Data items:
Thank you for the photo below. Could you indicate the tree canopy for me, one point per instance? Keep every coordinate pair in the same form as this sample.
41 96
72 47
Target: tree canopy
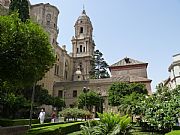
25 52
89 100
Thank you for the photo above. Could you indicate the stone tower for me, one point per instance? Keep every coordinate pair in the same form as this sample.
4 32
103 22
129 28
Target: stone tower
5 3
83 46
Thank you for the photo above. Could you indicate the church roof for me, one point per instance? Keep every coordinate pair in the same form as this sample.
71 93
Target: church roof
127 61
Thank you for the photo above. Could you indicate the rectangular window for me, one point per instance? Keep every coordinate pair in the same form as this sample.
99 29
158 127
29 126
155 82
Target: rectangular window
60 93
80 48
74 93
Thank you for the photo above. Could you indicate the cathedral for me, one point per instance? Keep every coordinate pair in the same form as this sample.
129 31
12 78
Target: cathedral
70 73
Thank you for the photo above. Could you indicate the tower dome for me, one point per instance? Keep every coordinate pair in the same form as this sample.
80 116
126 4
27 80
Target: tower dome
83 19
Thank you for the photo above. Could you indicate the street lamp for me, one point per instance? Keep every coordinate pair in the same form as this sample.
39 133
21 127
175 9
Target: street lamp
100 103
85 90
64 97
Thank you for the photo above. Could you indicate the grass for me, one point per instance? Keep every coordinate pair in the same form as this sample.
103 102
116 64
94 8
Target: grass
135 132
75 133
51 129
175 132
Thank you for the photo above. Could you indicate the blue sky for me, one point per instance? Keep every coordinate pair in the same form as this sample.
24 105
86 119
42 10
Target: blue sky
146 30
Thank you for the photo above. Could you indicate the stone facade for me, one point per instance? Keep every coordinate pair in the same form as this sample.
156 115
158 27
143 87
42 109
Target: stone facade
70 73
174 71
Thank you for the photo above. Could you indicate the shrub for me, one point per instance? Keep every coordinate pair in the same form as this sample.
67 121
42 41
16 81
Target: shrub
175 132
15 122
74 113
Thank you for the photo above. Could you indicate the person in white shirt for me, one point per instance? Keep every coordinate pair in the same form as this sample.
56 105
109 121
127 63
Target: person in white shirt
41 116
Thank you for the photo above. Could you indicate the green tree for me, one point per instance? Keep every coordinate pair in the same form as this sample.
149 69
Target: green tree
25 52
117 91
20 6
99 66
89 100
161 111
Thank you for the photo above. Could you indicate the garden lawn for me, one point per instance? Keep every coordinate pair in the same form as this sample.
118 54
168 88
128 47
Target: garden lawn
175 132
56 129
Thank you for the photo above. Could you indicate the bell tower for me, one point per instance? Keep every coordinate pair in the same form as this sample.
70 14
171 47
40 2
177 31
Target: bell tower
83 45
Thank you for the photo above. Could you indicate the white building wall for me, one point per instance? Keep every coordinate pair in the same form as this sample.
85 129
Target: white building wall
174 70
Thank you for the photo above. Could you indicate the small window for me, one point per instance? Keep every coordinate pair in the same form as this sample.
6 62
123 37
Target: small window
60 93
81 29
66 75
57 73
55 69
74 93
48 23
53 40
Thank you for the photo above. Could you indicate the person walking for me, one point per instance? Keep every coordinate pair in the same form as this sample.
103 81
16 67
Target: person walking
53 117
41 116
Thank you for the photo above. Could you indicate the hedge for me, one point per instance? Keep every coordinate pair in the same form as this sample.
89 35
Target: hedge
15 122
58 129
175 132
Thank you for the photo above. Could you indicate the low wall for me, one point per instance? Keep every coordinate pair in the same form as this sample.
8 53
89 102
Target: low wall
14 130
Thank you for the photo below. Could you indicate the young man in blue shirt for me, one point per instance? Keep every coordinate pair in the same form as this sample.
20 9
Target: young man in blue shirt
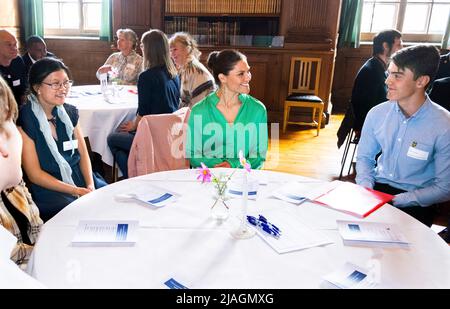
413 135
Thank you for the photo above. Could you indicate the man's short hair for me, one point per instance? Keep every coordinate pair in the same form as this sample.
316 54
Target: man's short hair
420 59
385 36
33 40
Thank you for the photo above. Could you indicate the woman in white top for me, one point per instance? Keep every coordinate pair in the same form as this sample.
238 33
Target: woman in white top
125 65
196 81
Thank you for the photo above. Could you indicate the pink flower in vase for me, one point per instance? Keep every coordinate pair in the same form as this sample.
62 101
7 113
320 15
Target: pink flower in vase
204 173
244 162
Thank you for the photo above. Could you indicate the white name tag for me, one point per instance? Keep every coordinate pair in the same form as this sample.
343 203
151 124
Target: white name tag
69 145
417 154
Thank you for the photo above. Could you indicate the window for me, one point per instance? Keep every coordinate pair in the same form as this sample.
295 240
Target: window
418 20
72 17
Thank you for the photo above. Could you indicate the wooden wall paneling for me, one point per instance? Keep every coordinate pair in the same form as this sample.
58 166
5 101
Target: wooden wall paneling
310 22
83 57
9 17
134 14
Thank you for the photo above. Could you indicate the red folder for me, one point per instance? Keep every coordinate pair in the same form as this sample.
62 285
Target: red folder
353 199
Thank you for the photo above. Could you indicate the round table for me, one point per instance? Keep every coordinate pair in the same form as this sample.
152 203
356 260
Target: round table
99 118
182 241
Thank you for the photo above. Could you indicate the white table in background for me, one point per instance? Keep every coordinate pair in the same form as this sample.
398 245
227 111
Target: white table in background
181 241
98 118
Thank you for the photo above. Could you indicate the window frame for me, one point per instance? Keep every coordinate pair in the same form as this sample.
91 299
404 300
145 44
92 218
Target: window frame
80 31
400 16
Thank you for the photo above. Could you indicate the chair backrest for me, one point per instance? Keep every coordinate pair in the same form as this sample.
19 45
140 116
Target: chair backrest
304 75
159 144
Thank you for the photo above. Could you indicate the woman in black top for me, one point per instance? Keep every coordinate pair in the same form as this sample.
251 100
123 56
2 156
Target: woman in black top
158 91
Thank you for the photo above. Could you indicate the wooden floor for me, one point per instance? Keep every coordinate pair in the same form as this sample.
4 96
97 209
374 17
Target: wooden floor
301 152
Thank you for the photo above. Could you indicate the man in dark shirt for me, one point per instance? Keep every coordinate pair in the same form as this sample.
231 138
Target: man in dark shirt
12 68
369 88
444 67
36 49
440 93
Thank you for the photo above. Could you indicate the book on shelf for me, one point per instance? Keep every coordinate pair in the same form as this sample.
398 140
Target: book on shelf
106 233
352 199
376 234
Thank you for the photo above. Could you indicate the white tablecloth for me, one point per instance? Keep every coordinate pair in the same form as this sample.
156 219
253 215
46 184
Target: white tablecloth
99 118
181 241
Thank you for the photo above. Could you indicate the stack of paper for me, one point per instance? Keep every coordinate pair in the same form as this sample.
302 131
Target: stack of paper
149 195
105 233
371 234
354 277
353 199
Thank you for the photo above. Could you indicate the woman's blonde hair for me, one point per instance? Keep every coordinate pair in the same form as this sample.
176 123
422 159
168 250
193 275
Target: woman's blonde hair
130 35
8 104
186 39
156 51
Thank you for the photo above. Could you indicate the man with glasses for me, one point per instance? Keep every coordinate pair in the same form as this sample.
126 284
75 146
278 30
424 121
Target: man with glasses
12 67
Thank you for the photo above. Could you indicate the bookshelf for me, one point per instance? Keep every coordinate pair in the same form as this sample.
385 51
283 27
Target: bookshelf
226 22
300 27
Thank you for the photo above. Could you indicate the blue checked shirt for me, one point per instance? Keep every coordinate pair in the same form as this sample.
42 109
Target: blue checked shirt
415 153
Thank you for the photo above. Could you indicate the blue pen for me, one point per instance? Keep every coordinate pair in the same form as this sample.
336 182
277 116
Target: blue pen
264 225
==
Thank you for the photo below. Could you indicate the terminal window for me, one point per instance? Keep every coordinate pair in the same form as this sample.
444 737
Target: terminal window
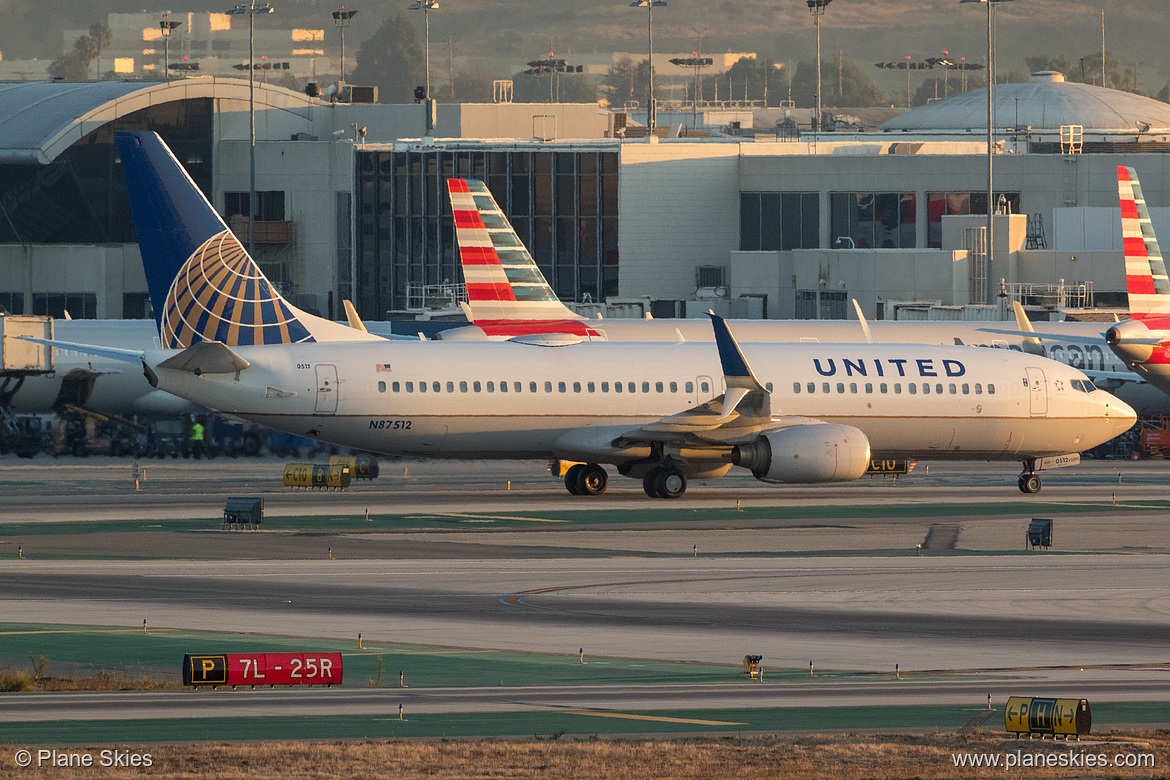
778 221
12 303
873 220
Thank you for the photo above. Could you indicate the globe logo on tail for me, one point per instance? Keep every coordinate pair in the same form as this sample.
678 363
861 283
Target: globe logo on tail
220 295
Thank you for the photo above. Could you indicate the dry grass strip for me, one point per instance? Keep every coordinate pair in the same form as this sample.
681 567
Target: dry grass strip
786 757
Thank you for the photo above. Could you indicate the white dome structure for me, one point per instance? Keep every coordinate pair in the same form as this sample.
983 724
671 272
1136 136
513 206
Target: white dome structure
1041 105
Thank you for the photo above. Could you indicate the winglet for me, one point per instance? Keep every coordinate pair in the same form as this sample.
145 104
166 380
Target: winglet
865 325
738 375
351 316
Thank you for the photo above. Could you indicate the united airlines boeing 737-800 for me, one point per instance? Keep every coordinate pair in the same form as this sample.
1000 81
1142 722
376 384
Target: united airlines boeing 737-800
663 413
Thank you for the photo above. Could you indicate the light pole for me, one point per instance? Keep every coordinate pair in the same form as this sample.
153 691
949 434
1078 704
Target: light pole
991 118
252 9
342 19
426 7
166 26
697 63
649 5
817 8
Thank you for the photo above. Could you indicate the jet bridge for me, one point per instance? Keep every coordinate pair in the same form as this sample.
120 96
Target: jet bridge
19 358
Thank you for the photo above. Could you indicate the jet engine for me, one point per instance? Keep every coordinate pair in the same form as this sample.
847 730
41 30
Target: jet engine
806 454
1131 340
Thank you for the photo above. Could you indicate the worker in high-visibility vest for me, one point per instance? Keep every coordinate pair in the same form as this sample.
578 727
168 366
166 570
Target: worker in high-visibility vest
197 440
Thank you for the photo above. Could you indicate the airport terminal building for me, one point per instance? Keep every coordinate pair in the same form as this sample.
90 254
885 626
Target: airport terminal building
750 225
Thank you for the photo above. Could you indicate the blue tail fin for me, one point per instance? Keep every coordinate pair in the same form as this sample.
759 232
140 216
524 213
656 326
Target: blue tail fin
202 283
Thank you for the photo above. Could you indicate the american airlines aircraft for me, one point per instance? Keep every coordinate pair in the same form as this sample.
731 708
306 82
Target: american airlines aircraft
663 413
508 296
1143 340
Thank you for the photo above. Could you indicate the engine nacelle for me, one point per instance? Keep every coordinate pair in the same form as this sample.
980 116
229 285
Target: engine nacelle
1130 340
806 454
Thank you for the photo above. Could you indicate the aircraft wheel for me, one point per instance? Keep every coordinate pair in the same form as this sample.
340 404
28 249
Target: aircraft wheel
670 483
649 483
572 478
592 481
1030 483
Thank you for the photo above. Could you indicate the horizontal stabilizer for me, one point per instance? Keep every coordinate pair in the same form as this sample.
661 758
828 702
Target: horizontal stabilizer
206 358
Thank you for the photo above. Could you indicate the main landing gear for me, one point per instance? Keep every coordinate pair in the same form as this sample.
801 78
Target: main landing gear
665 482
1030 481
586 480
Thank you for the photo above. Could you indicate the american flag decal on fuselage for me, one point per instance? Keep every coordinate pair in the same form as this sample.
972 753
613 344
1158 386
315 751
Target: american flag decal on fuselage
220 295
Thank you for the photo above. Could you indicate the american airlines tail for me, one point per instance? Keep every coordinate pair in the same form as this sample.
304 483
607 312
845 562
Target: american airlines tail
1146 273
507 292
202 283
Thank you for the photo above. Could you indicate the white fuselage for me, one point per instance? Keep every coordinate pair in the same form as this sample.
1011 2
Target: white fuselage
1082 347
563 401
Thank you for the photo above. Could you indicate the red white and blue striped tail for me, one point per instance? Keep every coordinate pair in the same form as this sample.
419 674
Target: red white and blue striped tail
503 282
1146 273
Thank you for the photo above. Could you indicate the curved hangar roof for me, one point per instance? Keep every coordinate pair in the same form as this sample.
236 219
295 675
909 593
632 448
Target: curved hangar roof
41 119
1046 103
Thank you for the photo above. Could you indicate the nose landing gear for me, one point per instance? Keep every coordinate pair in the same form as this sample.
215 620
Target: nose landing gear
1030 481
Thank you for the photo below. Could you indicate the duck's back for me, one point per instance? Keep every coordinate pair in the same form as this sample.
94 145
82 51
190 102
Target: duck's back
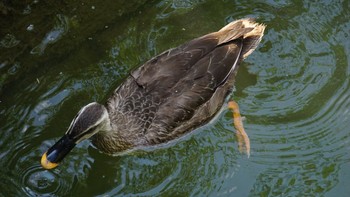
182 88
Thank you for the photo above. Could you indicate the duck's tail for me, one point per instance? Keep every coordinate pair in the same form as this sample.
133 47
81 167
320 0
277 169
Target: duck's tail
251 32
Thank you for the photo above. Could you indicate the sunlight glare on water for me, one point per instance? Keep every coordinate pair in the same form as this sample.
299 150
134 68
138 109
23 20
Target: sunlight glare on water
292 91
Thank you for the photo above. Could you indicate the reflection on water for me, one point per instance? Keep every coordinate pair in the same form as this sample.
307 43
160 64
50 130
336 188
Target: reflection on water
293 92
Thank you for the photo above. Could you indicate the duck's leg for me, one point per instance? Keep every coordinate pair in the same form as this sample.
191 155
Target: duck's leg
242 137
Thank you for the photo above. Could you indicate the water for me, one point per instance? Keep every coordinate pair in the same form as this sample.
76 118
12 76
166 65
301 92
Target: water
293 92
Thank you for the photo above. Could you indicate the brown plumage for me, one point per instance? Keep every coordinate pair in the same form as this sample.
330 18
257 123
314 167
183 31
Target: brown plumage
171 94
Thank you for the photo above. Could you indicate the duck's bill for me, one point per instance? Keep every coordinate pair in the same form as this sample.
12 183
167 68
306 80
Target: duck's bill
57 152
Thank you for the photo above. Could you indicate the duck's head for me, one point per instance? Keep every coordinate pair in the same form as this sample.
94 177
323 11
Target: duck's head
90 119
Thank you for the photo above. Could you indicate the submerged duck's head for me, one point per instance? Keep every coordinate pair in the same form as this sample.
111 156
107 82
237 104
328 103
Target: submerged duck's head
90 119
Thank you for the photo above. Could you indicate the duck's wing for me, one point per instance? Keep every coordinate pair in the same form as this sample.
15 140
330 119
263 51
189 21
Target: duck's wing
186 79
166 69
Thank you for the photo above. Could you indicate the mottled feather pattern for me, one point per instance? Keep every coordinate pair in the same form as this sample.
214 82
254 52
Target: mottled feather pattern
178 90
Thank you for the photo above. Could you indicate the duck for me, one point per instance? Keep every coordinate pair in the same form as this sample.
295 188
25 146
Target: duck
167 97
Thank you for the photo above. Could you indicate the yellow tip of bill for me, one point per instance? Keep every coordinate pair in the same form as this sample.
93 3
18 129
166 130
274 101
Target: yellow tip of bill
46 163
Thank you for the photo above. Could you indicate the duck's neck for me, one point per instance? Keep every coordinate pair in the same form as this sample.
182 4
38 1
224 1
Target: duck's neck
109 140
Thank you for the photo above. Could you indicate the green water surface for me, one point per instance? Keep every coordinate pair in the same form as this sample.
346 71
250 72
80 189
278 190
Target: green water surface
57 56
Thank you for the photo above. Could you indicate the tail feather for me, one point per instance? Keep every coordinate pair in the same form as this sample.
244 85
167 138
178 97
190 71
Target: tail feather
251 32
* * *
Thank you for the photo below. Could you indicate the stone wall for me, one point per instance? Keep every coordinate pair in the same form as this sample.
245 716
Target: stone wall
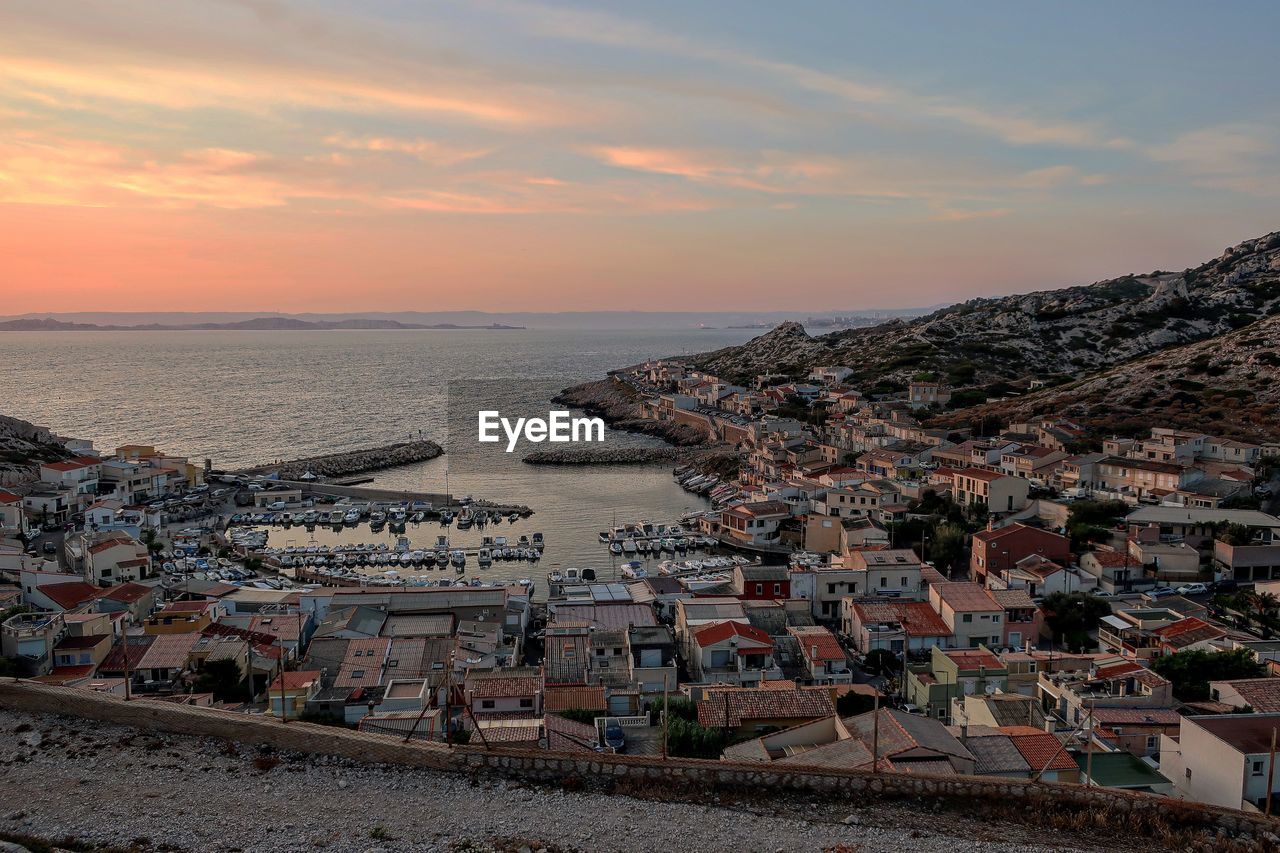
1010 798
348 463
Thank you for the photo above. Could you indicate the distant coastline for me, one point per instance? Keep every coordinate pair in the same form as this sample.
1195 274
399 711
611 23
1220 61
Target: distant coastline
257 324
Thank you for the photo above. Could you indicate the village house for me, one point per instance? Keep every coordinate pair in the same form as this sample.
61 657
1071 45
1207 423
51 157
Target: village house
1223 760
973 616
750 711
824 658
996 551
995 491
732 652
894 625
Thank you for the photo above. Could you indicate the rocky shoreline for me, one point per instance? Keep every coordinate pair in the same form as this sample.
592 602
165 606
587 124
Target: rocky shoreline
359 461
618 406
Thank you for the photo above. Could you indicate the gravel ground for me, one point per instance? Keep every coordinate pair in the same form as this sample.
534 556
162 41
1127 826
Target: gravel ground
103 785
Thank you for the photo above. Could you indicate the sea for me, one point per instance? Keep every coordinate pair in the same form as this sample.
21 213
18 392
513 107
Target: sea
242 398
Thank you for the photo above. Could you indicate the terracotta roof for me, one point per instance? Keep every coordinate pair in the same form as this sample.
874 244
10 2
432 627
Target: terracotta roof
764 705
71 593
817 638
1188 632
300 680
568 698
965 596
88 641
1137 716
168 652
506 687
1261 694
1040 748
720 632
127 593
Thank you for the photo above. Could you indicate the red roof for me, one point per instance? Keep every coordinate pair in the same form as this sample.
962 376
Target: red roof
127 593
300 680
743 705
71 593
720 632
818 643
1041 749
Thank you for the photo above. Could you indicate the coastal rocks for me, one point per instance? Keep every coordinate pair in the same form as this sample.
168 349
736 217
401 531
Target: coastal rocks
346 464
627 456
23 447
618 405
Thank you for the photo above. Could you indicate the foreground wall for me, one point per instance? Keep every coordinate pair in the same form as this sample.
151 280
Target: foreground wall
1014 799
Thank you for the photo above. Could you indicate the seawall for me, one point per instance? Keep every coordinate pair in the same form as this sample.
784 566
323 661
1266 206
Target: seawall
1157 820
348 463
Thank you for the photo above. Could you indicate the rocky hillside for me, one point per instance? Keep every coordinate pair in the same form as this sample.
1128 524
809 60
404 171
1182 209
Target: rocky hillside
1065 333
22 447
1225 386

#### YOUR ASSIGNMENT
When a line of the records includes "below", that line belongs in the answer.

#### WRITTEN ANSWER
Thank you for the photo below. Could you indicate the tree canopy for me, one point per instance? Keep every coordinate pair in the same form as this sample.
Thank you for the photo below. Could you indicate the young man in blue shirt for me, one point per instance? Keep every coordinate pair in the same form as this sample.
Thank you for the photo below. Could you indicate the terminal window for me, one point per instance? Keep every coordinate pair in the same form as this sample.
Thank you for the photo below. Could you indicate the duck's back for me, one point per instance? Keep every coordinate pair in the same form as this sample.
Thank you for the photo below. Could you indicate the stone wall for me, one point per instance? Keep every coordinate pair in the same form as this sample.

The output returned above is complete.